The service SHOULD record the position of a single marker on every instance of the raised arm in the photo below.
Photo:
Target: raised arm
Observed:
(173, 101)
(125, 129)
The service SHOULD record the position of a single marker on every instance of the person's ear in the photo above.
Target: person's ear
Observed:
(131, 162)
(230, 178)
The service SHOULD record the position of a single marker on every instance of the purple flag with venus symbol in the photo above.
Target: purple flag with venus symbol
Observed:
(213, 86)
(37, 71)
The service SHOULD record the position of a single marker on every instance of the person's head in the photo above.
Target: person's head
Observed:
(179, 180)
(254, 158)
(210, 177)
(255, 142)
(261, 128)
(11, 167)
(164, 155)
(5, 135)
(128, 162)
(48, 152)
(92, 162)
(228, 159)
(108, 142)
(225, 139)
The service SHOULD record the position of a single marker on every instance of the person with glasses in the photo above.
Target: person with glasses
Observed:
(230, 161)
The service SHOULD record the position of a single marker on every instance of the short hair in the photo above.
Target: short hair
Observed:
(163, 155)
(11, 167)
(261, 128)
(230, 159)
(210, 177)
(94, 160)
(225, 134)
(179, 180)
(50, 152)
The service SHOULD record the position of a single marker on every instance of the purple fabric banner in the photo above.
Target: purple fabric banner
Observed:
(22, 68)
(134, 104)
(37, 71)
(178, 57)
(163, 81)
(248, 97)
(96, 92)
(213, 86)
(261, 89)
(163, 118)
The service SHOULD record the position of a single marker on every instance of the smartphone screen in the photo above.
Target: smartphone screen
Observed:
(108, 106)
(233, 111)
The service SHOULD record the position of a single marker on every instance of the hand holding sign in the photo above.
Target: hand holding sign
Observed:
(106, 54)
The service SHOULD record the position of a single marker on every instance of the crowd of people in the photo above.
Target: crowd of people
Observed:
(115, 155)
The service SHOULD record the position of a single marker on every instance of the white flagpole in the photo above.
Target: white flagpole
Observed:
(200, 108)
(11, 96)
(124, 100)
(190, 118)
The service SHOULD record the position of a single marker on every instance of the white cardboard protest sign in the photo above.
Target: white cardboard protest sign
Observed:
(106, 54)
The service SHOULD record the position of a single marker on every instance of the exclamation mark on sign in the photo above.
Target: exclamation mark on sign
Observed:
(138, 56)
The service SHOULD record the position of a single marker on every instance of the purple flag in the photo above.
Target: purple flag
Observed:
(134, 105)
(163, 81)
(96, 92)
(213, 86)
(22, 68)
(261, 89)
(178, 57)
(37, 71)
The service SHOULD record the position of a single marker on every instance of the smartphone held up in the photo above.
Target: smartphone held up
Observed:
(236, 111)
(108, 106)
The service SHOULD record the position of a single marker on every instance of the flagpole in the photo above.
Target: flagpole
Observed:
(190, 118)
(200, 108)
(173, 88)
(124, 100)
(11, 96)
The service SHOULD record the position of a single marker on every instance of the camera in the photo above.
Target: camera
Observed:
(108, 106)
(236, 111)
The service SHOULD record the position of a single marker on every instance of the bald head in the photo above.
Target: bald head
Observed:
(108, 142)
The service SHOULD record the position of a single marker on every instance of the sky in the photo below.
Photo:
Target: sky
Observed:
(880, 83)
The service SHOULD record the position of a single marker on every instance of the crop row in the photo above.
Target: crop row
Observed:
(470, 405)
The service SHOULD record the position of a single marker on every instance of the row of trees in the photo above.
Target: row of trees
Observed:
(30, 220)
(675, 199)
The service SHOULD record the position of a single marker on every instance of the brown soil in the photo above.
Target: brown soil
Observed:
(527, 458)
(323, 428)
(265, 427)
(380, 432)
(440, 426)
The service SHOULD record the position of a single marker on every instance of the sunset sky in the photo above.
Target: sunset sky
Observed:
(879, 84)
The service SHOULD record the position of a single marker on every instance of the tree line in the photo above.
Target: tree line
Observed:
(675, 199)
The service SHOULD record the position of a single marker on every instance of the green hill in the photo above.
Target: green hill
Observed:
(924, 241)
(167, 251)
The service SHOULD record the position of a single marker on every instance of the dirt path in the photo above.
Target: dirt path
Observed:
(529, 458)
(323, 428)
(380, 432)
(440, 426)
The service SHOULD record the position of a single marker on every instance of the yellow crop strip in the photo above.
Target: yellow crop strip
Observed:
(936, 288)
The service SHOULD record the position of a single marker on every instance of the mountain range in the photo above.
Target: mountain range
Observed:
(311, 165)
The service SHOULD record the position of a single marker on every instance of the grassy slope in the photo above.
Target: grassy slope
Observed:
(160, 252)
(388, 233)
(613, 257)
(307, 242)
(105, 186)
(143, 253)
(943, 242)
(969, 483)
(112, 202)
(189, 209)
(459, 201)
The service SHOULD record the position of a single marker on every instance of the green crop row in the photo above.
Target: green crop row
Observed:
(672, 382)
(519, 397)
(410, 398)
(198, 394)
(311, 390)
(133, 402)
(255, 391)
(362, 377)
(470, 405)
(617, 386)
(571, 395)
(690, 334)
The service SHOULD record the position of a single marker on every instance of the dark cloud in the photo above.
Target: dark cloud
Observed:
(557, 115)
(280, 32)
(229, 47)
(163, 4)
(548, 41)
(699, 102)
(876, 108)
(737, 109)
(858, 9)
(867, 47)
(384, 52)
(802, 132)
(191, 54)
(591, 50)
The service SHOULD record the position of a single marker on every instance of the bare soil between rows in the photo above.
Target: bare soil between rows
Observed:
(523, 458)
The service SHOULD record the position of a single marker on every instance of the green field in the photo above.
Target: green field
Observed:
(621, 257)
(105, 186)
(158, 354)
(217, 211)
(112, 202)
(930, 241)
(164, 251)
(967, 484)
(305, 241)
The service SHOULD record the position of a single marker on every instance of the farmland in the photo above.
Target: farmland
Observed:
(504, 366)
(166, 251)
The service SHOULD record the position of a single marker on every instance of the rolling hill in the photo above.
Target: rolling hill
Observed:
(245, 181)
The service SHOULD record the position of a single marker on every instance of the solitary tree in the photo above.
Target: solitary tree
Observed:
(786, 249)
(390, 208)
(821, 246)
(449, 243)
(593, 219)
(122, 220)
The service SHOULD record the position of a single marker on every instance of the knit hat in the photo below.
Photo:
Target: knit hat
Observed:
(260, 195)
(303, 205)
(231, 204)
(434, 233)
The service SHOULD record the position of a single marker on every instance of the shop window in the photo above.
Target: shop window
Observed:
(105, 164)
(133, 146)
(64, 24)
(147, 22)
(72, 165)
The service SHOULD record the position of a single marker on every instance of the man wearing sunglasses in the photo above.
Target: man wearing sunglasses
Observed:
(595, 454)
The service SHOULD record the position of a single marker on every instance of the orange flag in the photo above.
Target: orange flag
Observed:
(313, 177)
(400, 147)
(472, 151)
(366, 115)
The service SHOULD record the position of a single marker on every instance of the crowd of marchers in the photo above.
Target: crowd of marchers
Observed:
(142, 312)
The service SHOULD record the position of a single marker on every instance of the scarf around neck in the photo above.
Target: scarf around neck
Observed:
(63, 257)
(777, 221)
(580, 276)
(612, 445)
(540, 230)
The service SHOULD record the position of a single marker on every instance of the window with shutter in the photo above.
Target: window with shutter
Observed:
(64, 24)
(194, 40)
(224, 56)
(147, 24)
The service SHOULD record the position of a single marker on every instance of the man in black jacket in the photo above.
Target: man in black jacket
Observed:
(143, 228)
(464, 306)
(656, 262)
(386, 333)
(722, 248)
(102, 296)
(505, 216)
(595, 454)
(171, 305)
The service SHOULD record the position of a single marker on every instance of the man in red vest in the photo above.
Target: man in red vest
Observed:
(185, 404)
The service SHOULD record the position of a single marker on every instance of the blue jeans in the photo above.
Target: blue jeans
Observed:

Work to be completed: Your task is to repeat every entry exactly.

Solution to this exercise:
The service SHOULD record the position of a single marker on every instance of the raised arm in the photo below.
Photo:
Target: raised arm
Observed:
(173, 101)
(125, 129)
The service SHOULD record the position of a single marker on every instance of the person's ear in the photo above.
Target: person's ear
Observed:
(131, 162)
(230, 178)
The service SHOULD record the position of a single marker on every instance of the purple flag with venus symbol in the photo above.
Target: purple flag with venus symbol
Observed:
(213, 86)
(37, 71)
The service SHOULD record the position of a single marker on every instance of the person's head in the photo above.
Target: person's head
Observed:
(179, 180)
(254, 158)
(210, 177)
(255, 142)
(261, 128)
(11, 167)
(164, 155)
(5, 135)
(128, 162)
(48, 152)
(92, 162)
(228, 159)
(108, 142)
(225, 139)
The service SHOULD record the position of a single marker on every instance of the person with glasses in the photo above.
Target: person with glasses
Observed:
(230, 161)
The service SHOULD record the position of a single marker on every instance of the short hair in the photo above.
Target: short hair
Observed:
(163, 155)
(11, 167)
(261, 128)
(230, 159)
(210, 177)
(94, 160)
(225, 134)
(179, 180)
(50, 152)
The service SHOULD record the position of a single marker on every instance of the purple fabric banner in the photo above.
Target: purple fabric banner
Observed:
(22, 68)
(134, 104)
(37, 71)
(178, 57)
(163, 81)
(248, 97)
(96, 92)
(213, 86)
(261, 89)
(163, 118)
The service SHOULD record the position of a single marker on every instance of the smartphone screen in the photo above.
Target: smartphone screen
Observed:
(108, 106)
(233, 111)
The service SHOULD record the position of a single marker on every instance of the hand holding sign in the photo above.
Target: hand holding sign
Observed:
(106, 54)
The service SHOULD record the position of a single marker on every instance of the crowd of people in the photo above.
Target: crowd of people
Observed:
(115, 155)
The service SHOULD record the position of a single marker on every instance of the white flagpole in the photo above.
Target: white flagpole
Observed:
(200, 108)
(11, 96)
(124, 100)
(190, 118)
The service SHOULD record the position of a single marker on every instance of the white cardboard protest sign in the photo above.
Target: white cardboard protest sign
Observed:
(106, 54)
The service SHOULD record the position of a single marker on every instance of the exclamation mark on sign in the photo above.
Target: exclamation mark on sign
Observed:
(138, 56)
The service SHOULD record the position of a single marker on every instance of the purple flag in the photo above.
Target: purple flag
Observed:
(134, 105)
(163, 81)
(96, 92)
(213, 86)
(22, 68)
(261, 89)
(178, 57)
(37, 71)
The service SHOULD record the position of a single marker on every instance of the smartphone held up in the photo above.
Target: smartphone held up
Observed:
(236, 111)
(108, 106)
The service SHOULD record the position of a single marker on every instance of the flagpole in the photo above.
Target: flagpole
Observed:
(190, 118)
(200, 108)
(173, 88)
(124, 100)
(11, 96)
The service SHOULD record the position of a single marker on every instance of the camera in the photo above.
Target: camera
Observed:
(108, 106)
(236, 111)
The service SHOULD record the position of a single marker on every instance of the bald head in the photo above.
Target: bald head
Observed:
(108, 142)
The service SHOULD record the position of a single marker on every instance of the sky in the photo below.
Photo:
Target: sky
Observed:
(880, 83)
The service SHOULD record the position of a single marker on every instance of the crop row in the photo above.
Target: crop row
Observed:
(470, 405)
The service SHOULD record the position of a single marker on every instance of the row of trees in the photo above.
Target: row of trees
Observed:
(30, 220)
(675, 199)
The service SHOULD record the position of a single marker on every instance of the brown soil in the photo above.
Target: brown soil
Observed:
(527, 458)
(323, 428)
(265, 427)
(380, 432)
(440, 426)
The service SHOULD record the position of a single marker on every instance of the sunset sky in the photo above.
Target: sunset sky
Observed:
(879, 84)
The service SHOULD record the position of a single marker on every instance of the tree line in the photo above.
Target: tree line
Observed:
(675, 199)
The service SHOULD record the position of a single marker on every instance of the green hill in the photo above.
Target: green hill
Observed:
(924, 241)
(167, 251)
The service SHOULD record the position of a single marker on every instance of the dirt path in the photo above.
Target: dirt path
Observed:
(529, 458)
(323, 428)
(380, 432)
(440, 426)
The service SHOULD record the position of a single marker on every instance of the yellow crop strip in the photo above.
Target: yellow crop strip
Observed:
(936, 288)
The service SHOULD record the position of a single marker on every instance of the mountain range in the photo above.
Target: mountain range
Observed:
(311, 165)
The service SHOULD record the position of a single marker on every instance of the grassy slope in the photo above.
Target: grassy slope
Observed:
(160, 252)
(388, 233)
(613, 257)
(307, 242)
(105, 186)
(143, 253)
(943, 242)
(969, 483)
(112, 202)
(189, 209)
(459, 201)
The service SHOULD record the position of a single marker on every instance of the green crop row in the photo above.
Target: green crop row
Observed:
(672, 382)
(519, 397)
(410, 398)
(198, 394)
(311, 390)
(133, 402)
(255, 391)
(362, 377)
(470, 405)
(617, 386)
(571, 395)
(690, 334)
The service SHOULD record the position of a single marker on every instance of the dark cloud in the photo above.
Target: dark cloud
Observed:
(557, 115)
(280, 32)
(229, 47)
(163, 4)
(548, 41)
(699, 102)
(876, 108)
(737, 109)
(858, 9)
(867, 47)
(384, 52)
(802, 132)
(191, 54)
(591, 50)
The service SHOULD record the position of a single marker on every instance of the bare soil between rows in the photo above.
Target: bare soil between rows
Observed:
(523, 458)
The service SHOULD record the position of a single marker on every instance of the green field in the photo above.
Target: green field
Observed:
(621, 257)
(105, 186)
(158, 354)
(217, 211)
(112, 202)
(930, 241)
(164, 251)
(967, 484)
(305, 241)
The service SHOULD record the position of a single marker on every instance of the farmland in the photo above.
Target: farmland
Observed:
(504, 366)
(166, 251)
The service SHOULD record the position of a single marker on every instance of the rolling hill in the photo above.
Target: rolling hill
Observed:
(245, 181)
The service SHOULD record the position of a single marker on every instance of the solitary tree in the photo above.
Target: solitary tree
Observed:
(786, 249)
(390, 208)
(821, 246)
(449, 243)
(593, 219)
(122, 220)
The service SHOULD record the position of a single marker on every instance of the knit hat in the photo below.
Photo:
Target: knit hat
Observed:
(260, 195)
(303, 205)
(231, 204)
(434, 233)
The service SHOULD record the position of a single marker on every instance of the shop window in the photo above.
Target: shop window
Observed:
(105, 164)
(133, 146)
(64, 24)
(147, 22)
(72, 165)
The service SHOULD record the position of a single marker on every instance of the man wearing sunglasses in the photo above.
Target: man wearing sunglasses
Observed:
(595, 454)
The service SHOULD record the position of a single marker on every instance of the orange flag in the photo above.
Target: orange flag
Observed:
(313, 177)
(400, 147)
(472, 151)
(366, 115)
The service SHOULD record the position of a single marker on every instance of the crowd of marchers in the photo above.
Target: crowd of marchers
Observed:
(142, 312)
The service SHOULD record the position of a single marker on every instance of the scarf around neck in the photo above.
Target: scarf around neck
Observed:
(63, 257)
(777, 221)
(580, 276)
(612, 445)
(540, 230)
The service SHOULD record the position of a single marker on every instance of the window with shutter in the photo above.
Target: window with shutter
Observed:
(64, 24)
(194, 40)
(224, 56)
(147, 24)
The service SHOULD record the position of a single marker on every instance of the man in black jacket in the photo above.
Target: man in black jacket
Observed:
(143, 228)
(464, 306)
(656, 262)
(386, 333)
(722, 248)
(102, 296)
(505, 216)
(595, 454)
(171, 305)
The service SHOULD record the position of a single marker on every instance of the man in red vest in the photo above.
Target: man in red vest
Observed:
(185, 404)
The service SHOULD record the position of a single marker on every instance of the blue jeans in the photo above.
Target: blue jeans
Observed:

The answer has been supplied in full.